● **AIM OF THE EXERCISE**
Return all of the data below word for word, leaving out the pictures.

● **DATA FOR PROCESSING**
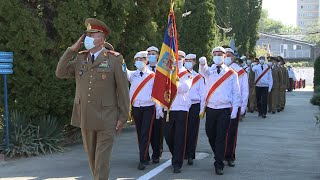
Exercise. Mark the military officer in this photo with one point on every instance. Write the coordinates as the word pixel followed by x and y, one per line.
pixel 101 104
pixel 157 135
pixel 222 102
pixel 263 83
pixel 252 91
pixel 284 84
pixel 176 128
pixel 244 93
pixel 196 95
pixel 143 107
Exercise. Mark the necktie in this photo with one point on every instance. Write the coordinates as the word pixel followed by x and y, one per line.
pixel 153 68
pixel 92 58
pixel 218 69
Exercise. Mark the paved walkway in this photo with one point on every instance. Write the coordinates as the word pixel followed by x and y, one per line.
pixel 282 146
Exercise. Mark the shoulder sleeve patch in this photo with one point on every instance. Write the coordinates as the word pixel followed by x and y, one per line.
pixel 83 52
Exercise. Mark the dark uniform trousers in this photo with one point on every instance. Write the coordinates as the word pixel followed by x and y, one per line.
pixel 157 139
pixel 175 135
pixel 231 140
pixel 217 124
pixel 98 144
pixel 193 130
pixel 143 119
pixel 262 99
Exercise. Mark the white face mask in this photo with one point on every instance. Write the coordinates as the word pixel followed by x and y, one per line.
pixel 218 60
pixel 139 65
pixel 261 61
pixel 227 61
pixel 188 65
pixel 152 58
pixel 89 42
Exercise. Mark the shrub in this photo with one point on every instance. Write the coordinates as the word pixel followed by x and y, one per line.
pixel 316 78
pixel 315 100
pixel 33 137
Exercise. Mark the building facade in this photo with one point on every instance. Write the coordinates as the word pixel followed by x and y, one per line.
pixel 289 49
pixel 308 13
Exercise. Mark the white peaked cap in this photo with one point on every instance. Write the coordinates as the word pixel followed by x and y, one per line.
pixel 181 53
pixel 229 50
pixel 243 57
pixel 141 54
pixel 191 56
pixel 262 56
pixel 152 48
pixel 218 49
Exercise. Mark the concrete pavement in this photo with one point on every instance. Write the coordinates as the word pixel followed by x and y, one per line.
pixel 285 145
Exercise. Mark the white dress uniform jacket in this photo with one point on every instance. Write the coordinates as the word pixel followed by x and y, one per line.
pixel 182 101
pixel 266 80
pixel 227 95
pixel 244 87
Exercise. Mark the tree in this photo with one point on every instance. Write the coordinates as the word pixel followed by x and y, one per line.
pixel 271 26
pixel 241 17
pixel 198 30
pixel 313 34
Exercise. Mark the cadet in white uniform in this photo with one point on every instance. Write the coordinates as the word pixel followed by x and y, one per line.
pixel 244 94
pixel 263 82
pixel 157 135
pixel 143 107
pixel 197 96
pixel 175 130
pixel 222 102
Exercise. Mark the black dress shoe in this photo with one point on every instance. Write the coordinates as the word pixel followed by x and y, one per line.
pixel 231 163
pixel 219 171
pixel 190 161
pixel 141 166
pixel 155 161
pixel 176 170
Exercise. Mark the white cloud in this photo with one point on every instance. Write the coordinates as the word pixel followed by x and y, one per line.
pixel 282 10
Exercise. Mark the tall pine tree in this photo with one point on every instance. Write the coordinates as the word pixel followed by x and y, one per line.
pixel 198 30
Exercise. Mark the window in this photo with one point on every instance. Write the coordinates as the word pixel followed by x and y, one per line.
pixel 297 47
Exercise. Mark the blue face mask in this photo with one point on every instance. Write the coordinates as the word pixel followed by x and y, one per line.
pixel 152 58
pixel 139 65
pixel 218 60
pixel 188 65
pixel 227 61
pixel 89 42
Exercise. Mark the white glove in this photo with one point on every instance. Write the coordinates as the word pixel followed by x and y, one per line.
pixel 234 113
pixel 243 110
pixel 159 113
pixel 202 60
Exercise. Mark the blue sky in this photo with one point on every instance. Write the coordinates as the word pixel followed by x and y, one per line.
pixel 276 10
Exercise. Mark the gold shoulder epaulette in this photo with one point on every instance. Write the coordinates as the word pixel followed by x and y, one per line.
pixel 82 52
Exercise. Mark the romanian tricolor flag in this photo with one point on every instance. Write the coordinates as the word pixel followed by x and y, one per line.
pixel 268 50
pixel 166 79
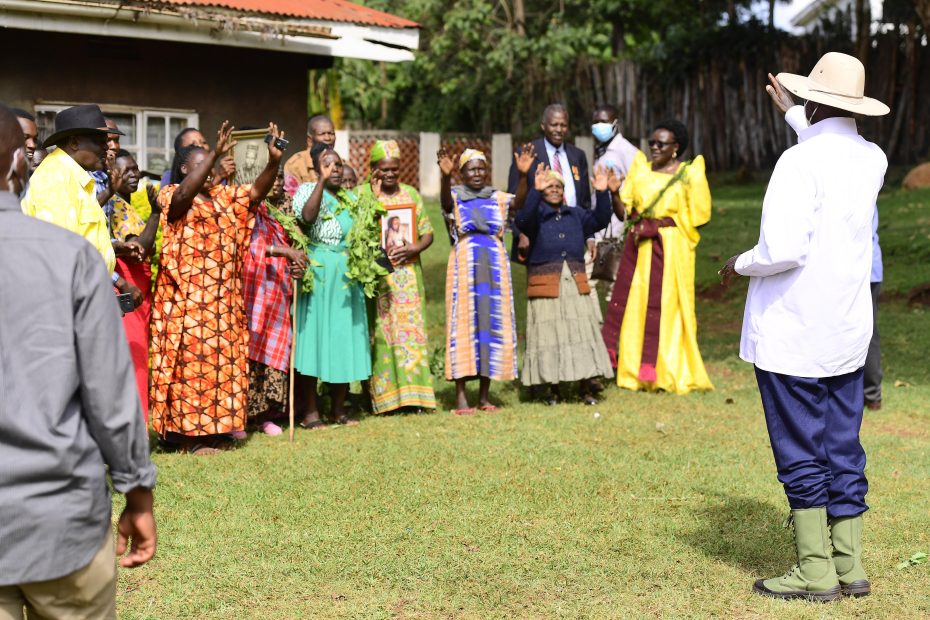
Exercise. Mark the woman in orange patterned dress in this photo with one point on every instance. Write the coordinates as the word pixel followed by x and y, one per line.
pixel 200 373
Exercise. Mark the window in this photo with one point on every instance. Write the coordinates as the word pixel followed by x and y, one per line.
pixel 149 132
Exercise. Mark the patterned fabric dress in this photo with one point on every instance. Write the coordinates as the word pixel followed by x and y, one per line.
pixel 332 321
pixel 400 374
pixel 685 207
pixel 200 335
pixel 125 223
pixel 481 335
pixel 267 289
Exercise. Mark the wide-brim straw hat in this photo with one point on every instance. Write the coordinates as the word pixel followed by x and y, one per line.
pixel 838 80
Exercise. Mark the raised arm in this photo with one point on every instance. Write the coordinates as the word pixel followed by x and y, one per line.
pixel 614 183
pixel 265 180
pixel 446 166
pixel 528 216
pixel 184 195
pixel 311 208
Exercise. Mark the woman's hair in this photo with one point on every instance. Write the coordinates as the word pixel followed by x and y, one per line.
pixel 175 164
pixel 678 130
pixel 181 157
pixel 317 152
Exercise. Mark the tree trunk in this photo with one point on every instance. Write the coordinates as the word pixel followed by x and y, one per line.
pixel 923 10
pixel 519 17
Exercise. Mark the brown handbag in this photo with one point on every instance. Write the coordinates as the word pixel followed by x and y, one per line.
pixel 607 259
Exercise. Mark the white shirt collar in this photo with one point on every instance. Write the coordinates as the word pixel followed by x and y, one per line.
pixel 836 125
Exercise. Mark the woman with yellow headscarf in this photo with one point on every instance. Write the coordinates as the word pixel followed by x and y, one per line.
pixel 400 374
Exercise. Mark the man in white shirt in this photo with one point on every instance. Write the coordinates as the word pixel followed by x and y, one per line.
pixel 808 322
pixel 611 149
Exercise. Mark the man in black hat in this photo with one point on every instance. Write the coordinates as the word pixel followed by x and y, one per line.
pixel 62 191
pixel 61 439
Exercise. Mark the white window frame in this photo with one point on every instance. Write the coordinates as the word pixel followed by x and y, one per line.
pixel 143 115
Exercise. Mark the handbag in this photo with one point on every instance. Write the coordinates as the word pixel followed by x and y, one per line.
pixel 610 249
pixel 607 259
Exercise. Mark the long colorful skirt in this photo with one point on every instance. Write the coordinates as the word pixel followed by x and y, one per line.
pixel 332 322
pixel 481 335
pixel 400 375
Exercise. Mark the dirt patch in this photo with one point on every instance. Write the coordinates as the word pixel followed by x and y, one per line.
pixel 897 430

● **FINISHED TASK**
Exercise. Mark the military officer in this photo with one point on every instance. Write the coordinates as the word pixel followed by x and y, one per line.
pixel 101 104
pixel 157 135
pixel 222 102
pixel 263 83
pixel 252 91
pixel 284 84
pixel 176 128
pixel 244 93
pixel 196 95
pixel 143 107
Exercise. Mark the necktie in this photo with one point on every instance. Write the coordinates as the word pixel followed by x and y, one per line.
pixel 153 68
pixel 92 58
pixel 218 69
Exercise. Mark the paved walkway in this photo with one point on every instance. Write the coordinates as the word pixel followed by x and y, one per line.
pixel 282 146
Exercise. Mark the shoulder sleeve patch in this photo with one point on every instance. Write the coordinates as the word pixel followed by x and y, one per line.
pixel 83 52
Exercise. Mark the dark uniform trousers in this photo with one point on every instance. Write the coordinates as the word pixel followed by x and y, one per line.
pixel 157 139
pixel 175 135
pixel 231 140
pixel 217 124
pixel 98 144
pixel 193 130
pixel 143 119
pixel 262 99
Exercise. Mark the white face mask in this photo with one point on every instance. Write the coordinates as the word pixel followed by x and y, one per line.
pixel 218 60
pixel 139 65
pixel 261 61
pixel 227 61
pixel 188 65
pixel 152 58
pixel 89 42
Exercise. Mark the shrub in this photo with one point on every instance. Write the coordinates as the word pixel followed by x and y, one per line.
pixel 316 78
pixel 315 100
pixel 33 137
Exercise. Mark the building facade in this photo with one point on every instance. Write the coordinates as the word pixel followed by x and y, one per line.
pixel 289 49
pixel 308 13
Exercise. Mark the white peaked cap in this photo with one point on every instance. Write the coordinates as the word pixel followed by x and y, one per line.
pixel 181 53
pixel 229 50
pixel 243 57
pixel 141 54
pixel 191 56
pixel 262 56
pixel 152 48
pixel 218 49
Exercise. Mark the concrete pavement in this photo with one point on every instance. Write the coordinates as the word pixel followed by x and y, one per line.
pixel 285 145
Exercise. Mark the white dress uniform jacket in this photo with one point on every instance. Write the coordinates as the word pixel followed by x and y, one per line.
pixel 182 101
pixel 266 80
pixel 227 95
pixel 244 87
Exercise. Mark the tree in this photo with one point on every instance. Write the coordinates as the word pixel followed by x and y, one per line.
pixel 271 26
pixel 241 17
pixel 198 30
pixel 313 34
Exercise. Mark the cadet in white uniform in this photo with one point on every instance. Write the coordinates as the word pixel followed by x and y, one per line.
pixel 244 94
pixel 263 82
pixel 157 135
pixel 143 107
pixel 197 96
pixel 175 130
pixel 222 102
Exercise. Mark the black dress shoe in this photo with one point on every instance. Write the coordinates as the word pixel followed by x and y, one per line.
pixel 231 163
pixel 219 171
pixel 190 161
pixel 141 166
pixel 155 161
pixel 176 170
Exercise. Mark the white cloud in this photo with one point on every instance. Write the coordinates as the word pixel followed by x and y, one per line.
pixel 282 10
Exercise. Mark the tall pine tree in this photo with one point on every instance. Write the coordinates as the word pixel followed by x and y, one per line.
pixel 198 30
Exercise. Mark the window in this photo with one point on every instance. Write the coordinates as the word pixel followed by x and y, one per line.
pixel 297 47
Exercise. Mark the blue face mask in this photo with one point on every instance. Write the coordinates as the word pixel followed by x and y, one per line.
pixel 152 58
pixel 139 65
pixel 218 60
pixel 188 65
pixel 227 61
pixel 89 42
Exercise. Mark the white glove in this photo with one point on every instance. Write the coordinates as the word pixel followed by x and y, one per line.
pixel 234 113
pixel 243 110
pixel 159 113
pixel 202 60
Exercise. Mark the blue sky in this photo with one point on every instance. Write the coordinates as the word pixel followed by x and y, one per line.
pixel 276 10
Exercise. Mark the gold shoulder epaulette in this photo with one point on every instance. Write the coordinates as the word pixel followed by x and y, one per line.
pixel 82 52
Exercise. Mark the romanian tricolor flag in this photo with one point on every instance. Write the coordinates as the word pixel followed by x and y, one per line.
pixel 268 50
pixel 166 79
Exercise. Mark the woman in orange patterned dress in this photo with one point on every instance. Write the coordinates as the word pixel followed by x and y, one per line.
pixel 200 373
Exercise. Mark the window in this photo with one point on every instance. Write the coordinates as the word pixel followed by x and y, one per line.
pixel 149 132
Exercise. Mark the patterned fabric dress in this photo with one point on every instance. Write the coordinates as the word pixel followed by x and y, one per line.
pixel 332 321
pixel 400 374
pixel 685 207
pixel 200 335
pixel 125 223
pixel 481 335
pixel 267 289
Exercise. Mark the wide-brim straw hat in this photo with one point on every instance. Write the coordinates as the word pixel followed by x and y, one per line.
pixel 838 80
Exercise. Mark the raised arm in this photo with one point on every instance. Write the coordinates as the word pixel followed by x and y, one per line.
pixel 614 183
pixel 265 180
pixel 446 166
pixel 528 216
pixel 184 195
pixel 311 208
Exercise. Mark the woman's hair in this photo with one point on every instance. Write the coordinates as the word pixel followed by x and y, one per line.
pixel 175 164
pixel 678 130
pixel 181 157
pixel 317 152
Exercise. Mark the tree trunk in this photo with one point on every instance. Write the coordinates as the word pixel followed by x and y, one per line.
pixel 923 10
pixel 519 17
Exercise. Mark the brown handbag in this photo with one point on every instance. Write the coordinates as the word pixel followed by x and y, one per line.
pixel 607 259
Exercise. Mark the white shirt collar in this photo with one point on every instance. Write the coordinates as the word pixel followed by x and y, one per line.
pixel 836 125
Exercise. Mark the woman with yellow headscarf in this photo with one point on every instance. Write the coordinates as the word pixel followed by x and y, one per line.
pixel 400 374
Exercise. Mark the man in white shirt in this photo with one point on every instance. Write the coordinates as the word pixel followed by x and y, one per line.
pixel 808 322
pixel 611 149
Exercise. Mark the man in black hat in this photo with one point on every instance. Write the coordinates as the word pixel followed by x and y, one per line.
pixel 62 191
pixel 61 439
Exercise. Mark the white window frame in this photo with one point on every instance. Write the coordinates as the word pixel followed by x and y, one per line.
pixel 143 115
Exercise. Mark the handbag in this photo with one point on every instance. Write the coordinates as the word pixel followed by x and y, one per line.
pixel 610 249
pixel 607 259
Exercise. Mark the long colorful skirt in this photo with one point on every instance. Write the coordinates as the word pixel followed by x and y, one per line.
pixel 332 322
pixel 481 335
pixel 400 375
Exercise. Mark the dirt patch in this photo with one point on every instance. Write the coordinates as the word pixel followed by x and y, one per line.
pixel 897 430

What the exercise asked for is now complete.